Source extract:
= = =

While at one point the awards given out by the Association of Food Journalists (AFJ) to various food writers and food sections only really mattered to their local readers, this is definitely no longer the case. Since most newspapers are online, we can look at food sections from all over the world in a matter of minutes, and the AFJ awards can help point us towards the good ones that we might take a look at in addition to our local papers. The 2006 awards were just released and some of the winners are:

  • Best Food Sections (small): Akron Beacon Journal, The Advocate (Baton Rouge), Reno Gazette-Journal
  • Best Food Sections (medium): The Oregonian, Baltimore Sun, San Jose Mercury News
  • Best Food Sections (large): LA Times, Chicago Tribune, San Francisco Chronicle
  • Food critics Jonathan Gold (LA Weekly), Tom Sietsema (Washington Post) and Michael Bauer (SF Chronicle) were all honored for their restaurant reviews.

For full details, and to check out the names of all the very worthy other winners, you'll have to take a look at the press release (pdf).

Filed under: Newspapers

Should restaurant critics use the same standards?

I am a big fan of the SF Chronicle's Michael Bauer's blog, Between Meals, and have mentioned issues that he has brought up before. His post yesterday was particularly interesting though, bringing up the issue of whether food critics should somehow be licensed, after a commenter mentioned that there was a lack of standards in the industry.  Such a task, however, might be nearly impossible. Would "taste" be judged? Writing ability? Tests could be implemented in all industries, but the reality of working is that the best way to get good at something is to do it - over and over again. Writers have to write and chefs have to cook. Critics have to learn how to convey the unique experience of dining at a restaurant to their readers because chefs do not all use identical recipes and there is no one "right" way to make a marinara sauce.

= = =

Records from a data source
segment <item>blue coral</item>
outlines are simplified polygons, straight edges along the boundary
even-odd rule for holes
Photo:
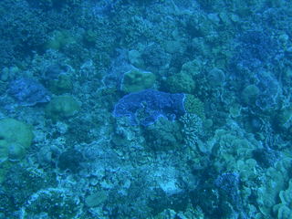
[[[115,117],[129,117],[131,125],[149,126],[160,118],[174,120],[185,113],[184,94],[171,94],[153,89],[124,96],[115,105]]]
[[[34,106],[40,102],[48,102],[50,93],[38,81],[21,78],[9,84],[8,92],[21,106]]]

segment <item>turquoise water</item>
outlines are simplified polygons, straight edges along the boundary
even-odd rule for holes
[[[290,0],[0,14],[0,219],[292,218]]]

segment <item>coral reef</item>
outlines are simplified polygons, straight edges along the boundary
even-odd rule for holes
[[[290,0],[0,13],[1,219],[291,218]]]
[[[36,103],[48,102],[50,93],[39,82],[31,78],[18,78],[9,83],[11,94],[21,106],[34,106]]]
[[[124,96],[115,105],[115,117],[130,117],[132,125],[153,124],[160,117],[173,120],[185,112],[183,94],[146,89]]]

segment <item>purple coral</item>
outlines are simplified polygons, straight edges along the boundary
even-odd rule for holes
[[[130,118],[131,125],[153,124],[160,117],[174,120],[177,116],[185,113],[184,94],[171,94],[153,89],[124,96],[115,105],[115,117]]]
[[[50,93],[47,89],[31,78],[21,78],[11,81],[8,92],[21,106],[34,106],[50,100]]]

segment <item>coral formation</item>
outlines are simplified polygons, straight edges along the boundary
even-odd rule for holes
[[[155,78],[151,72],[133,68],[123,75],[120,90],[131,93],[152,89]]]
[[[18,78],[9,83],[8,92],[22,106],[34,106],[36,103],[48,102],[50,93],[39,82],[31,78]]]
[[[115,117],[129,117],[130,124],[148,126],[160,117],[173,120],[185,112],[183,94],[170,94],[153,89],[124,96],[115,105]]]
[[[0,120],[0,162],[23,158],[34,137],[31,127],[14,119]]]
[[[46,116],[56,121],[74,116],[79,109],[80,104],[72,96],[58,96],[47,105]]]

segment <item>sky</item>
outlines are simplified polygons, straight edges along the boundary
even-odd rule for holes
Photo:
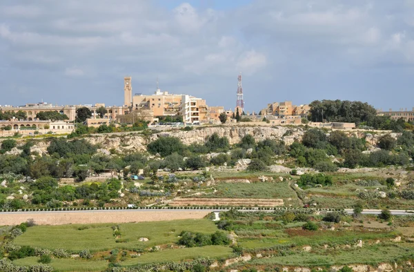
[[[188,94],[414,107],[414,0],[1,0],[0,105]]]

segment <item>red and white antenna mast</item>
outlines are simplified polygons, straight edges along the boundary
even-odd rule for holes
[[[237,77],[237,107],[241,109],[242,113],[244,111],[244,100],[243,100],[243,87],[241,86],[241,73]]]

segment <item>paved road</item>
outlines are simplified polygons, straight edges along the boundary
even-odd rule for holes
[[[108,213],[108,212],[130,212],[130,213],[146,213],[146,212],[166,212],[166,211],[181,211],[183,213],[189,213],[193,211],[207,211],[207,212],[219,212],[226,211],[228,209],[217,209],[217,208],[208,208],[208,209],[186,209],[186,208],[175,208],[175,209],[130,209],[130,210],[87,210],[87,211],[14,211],[14,212],[3,212],[0,213],[0,217],[2,215],[7,214],[36,214],[36,213]],[[268,213],[272,213],[273,210],[259,210],[257,208],[240,210],[244,212],[257,212],[264,211]],[[353,211],[351,208],[345,209],[345,212],[348,214],[353,214]],[[393,215],[413,215],[414,210],[390,210]],[[381,213],[381,210],[371,210],[367,209],[364,210],[362,213],[364,215],[379,215]]]

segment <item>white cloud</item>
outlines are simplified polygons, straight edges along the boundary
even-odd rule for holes
[[[85,72],[82,69],[78,68],[67,68],[65,70],[65,75],[68,77],[82,77],[85,75]]]
[[[266,56],[253,50],[246,52],[241,56],[236,66],[240,72],[251,75],[260,68],[266,66]]]

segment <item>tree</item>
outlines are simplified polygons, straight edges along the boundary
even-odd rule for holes
[[[39,112],[36,114],[36,118],[38,118],[39,120],[51,120],[52,122],[67,120],[69,119],[68,115],[61,114],[57,110]]]
[[[255,147],[256,144],[256,140],[253,137],[253,136],[250,134],[247,134],[241,138],[241,141],[240,141],[240,144],[239,146],[244,149],[253,148]]]
[[[264,171],[267,169],[266,164],[262,162],[260,159],[253,159],[250,164],[247,166],[248,171],[259,172]]]
[[[162,166],[172,171],[176,171],[179,168],[184,168],[184,162],[183,159],[183,156],[177,153],[174,153],[166,157],[162,162]]]
[[[77,116],[77,122],[79,123],[83,123],[88,118],[92,117],[92,112],[86,107],[78,108],[76,111],[76,114]]]
[[[186,161],[186,167],[197,170],[206,166],[206,163],[200,156],[191,156]]]
[[[226,121],[227,121],[227,115],[226,114],[226,113],[220,113],[220,115],[219,115],[219,119],[220,119],[221,124],[226,123]]]
[[[331,133],[329,143],[336,147],[339,151],[351,148],[351,139],[344,132],[335,130]]]
[[[99,115],[99,117],[103,118],[105,115],[108,113],[108,110],[106,110],[103,106],[101,106],[97,109],[97,113]]]
[[[357,202],[357,203],[355,203],[353,208],[354,217],[359,217],[359,215],[361,215],[361,214],[362,213],[362,211],[364,211],[364,206],[362,205],[362,202],[361,202],[360,201]]]
[[[184,145],[178,138],[161,137],[148,144],[147,149],[151,154],[158,153],[162,157],[166,157],[175,152],[181,154],[184,150]]]
[[[391,214],[391,212],[388,208],[384,208],[384,210],[381,211],[381,213],[378,215],[379,219],[385,221],[389,221],[392,216],[393,215]]]
[[[317,128],[310,128],[304,134],[302,144],[307,147],[319,148],[321,142],[326,142],[326,135]]]
[[[359,150],[348,149],[344,153],[344,165],[350,168],[355,168],[359,164],[362,157],[362,153]]]
[[[394,186],[395,186],[395,181],[392,177],[387,178],[385,180],[385,182],[386,183],[386,186],[388,186],[388,188],[392,188]]]
[[[52,258],[49,255],[42,255],[40,256],[40,259],[39,259],[39,262],[41,264],[50,264],[52,262]]]
[[[319,226],[315,223],[310,221],[302,226],[302,229],[306,231],[317,231]]]
[[[239,108],[237,108],[237,112],[236,113],[236,121],[240,121],[240,113],[239,113]]]
[[[381,149],[391,150],[395,147],[397,141],[390,134],[381,136],[378,141],[378,146]]]
[[[10,151],[13,148],[16,147],[16,140],[12,139],[5,139],[1,142],[1,149],[4,152]]]
[[[326,213],[326,215],[325,216],[324,216],[324,218],[322,219],[322,220],[325,221],[325,222],[335,222],[335,223],[339,223],[341,222],[341,215],[339,215],[338,213]]]

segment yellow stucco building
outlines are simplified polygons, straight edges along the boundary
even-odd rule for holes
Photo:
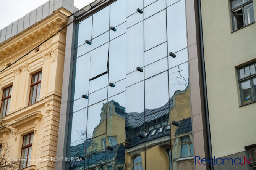
[[[15,169],[55,169],[73,3],[49,1],[0,31],[0,159]]]

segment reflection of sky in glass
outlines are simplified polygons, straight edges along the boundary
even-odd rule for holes
[[[106,103],[107,100],[105,100],[89,107],[87,126],[87,136],[88,138],[92,137],[94,129],[100,123],[101,109],[103,107],[103,104]]]
[[[183,91],[188,85],[188,62],[169,70],[169,86],[170,97],[177,90]]]
[[[168,102],[167,72],[145,80],[145,104],[147,109],[160,107]]]
[[[86,136],[83,134],[86,132],[87,122],[87,107],[74,113],[72,116],[71,146],[77,145],[85,141]]]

= = =

Work instructions:
a. Reproduce the entire text on food journalism awards word for word.
b. Convert the lines of the listing into a JSON list of strings, one string per line and no blank lines, starting with the line containing "segment reflection of sky in glass" and going on through the last line of the listing.

Per-task answers:
a.
While at one point the awards given out by the Association of Food Journalists (AFJ) to various food writers and food sections only really mattered to their local readers, this is definitely no longer the case. Since most newspapers are online, we can look at food sections from all over the world in a matter of minutes, and the AFJ awards can help point us towards the good ones that we might take a look at in addition to our local papers. The 2006 awards were just released and some of the winners are:

  • Best Food Sections (small): Akron Beacon Journal, The Advocate (Baton Rouge), Reno Gazette-Journal
  • Best Food Sections (medium): The Oregonian, Baltimore Sun, San Jose Mercury News
  • Best Food Sections (large): LA Times, Chicago Tribune, San Francisco Chronicle
  • Food critics Jonathan Gold (LA Weekly), Tom Sietsema (Washington Post) and Michael Bauer (SF Chronicle) were all honored for their restaurant reviews.

For full details, and to check out the names of all the very worthy other winners, you'll have to take a look at the press release (pdf).

Filed under: Newspapers

Should restaurant critics use the same standards?

I am a big fan of the SF Chronicle's Michael Bauer's blog, Between Meals, and have mentioned issues that he has brought up before. His post yesterday was particularly interesting though, bringing up the issue of whether food critics should somehow be licensed, after a commenter mentioned that there was a lack of standards in the industry.  Such a task, however, might be nearly impossible. Would "taste" be judged? Writing ability? Tests could be implemented in all industries, but the reality of working is that the best way to get good at something is to do it - over and over again. Writers have to write and chefs have to cook. Critics have to learn how to convey the unique experience of dining at a restaurant to their readers because chefs do not all use identical recipes and there is no one "right" way to make a marinara sauce.

b.
[
  "segment reflection of sky in glass",
  "outlines are simplified polygons, straight edges along the boundary",
  "even-odd rule for holes",
  "[[[106,103],[107,100],[105,100],[89,107],[87,126],[87,136],[88,138],[92,137],[94,129],[100,123],[101,109],[103,107],[103,104]]]",
  "[[[183,91],[188,85],[188,62],[169,70],[169,86],[170,97],[177,90]]]",
  "[[[168,102],[167,72],[145,80],[145,104],[147,109],[160,107]]]",
  "[[[86,136],[83,134],[86,132],[87,122],[87,107],[74,113],[72,116],[71,146],[77,145],[85,141]]]"
]